- _WHAT YOU WILL DO_
Print every entry again exactly, with no pictures.

━━━ SUPPLIED RECORDS ━━━

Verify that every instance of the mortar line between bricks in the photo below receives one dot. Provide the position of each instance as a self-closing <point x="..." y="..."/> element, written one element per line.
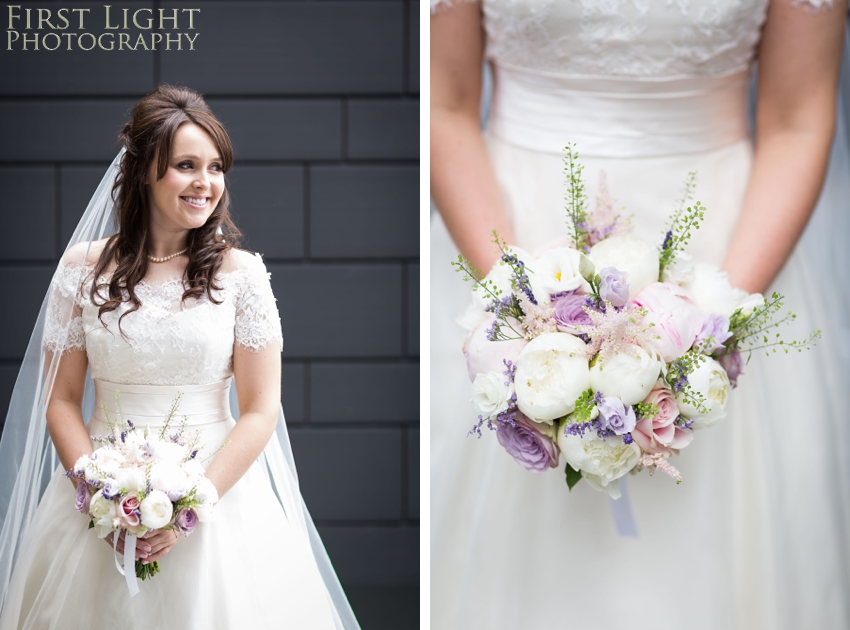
<point x="57" y="210"/>
<point x="405" y="473"/>
<point x="405" y="42"/>
<point x="307" y="203"/>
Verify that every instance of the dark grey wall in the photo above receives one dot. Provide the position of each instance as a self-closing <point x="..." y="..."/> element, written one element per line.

━━━

- _OUTPUT_
Verify that every instance of the mortar line between bricks in the photo below receives one dot. Provide the position of each instance as a self-closing <point x="..." y="..."/> element, written one element per line.
<point x="57" y="210"/>
<point x="405" y="473"/>
<point x="405" y="42"/>
<point x="307" y="203"/>
Verify that every instance of the dark grey wall in the photo above receives one dot. Provide the position of each instance as a self-closing <point x="..." y="..."/> element, written one element per line.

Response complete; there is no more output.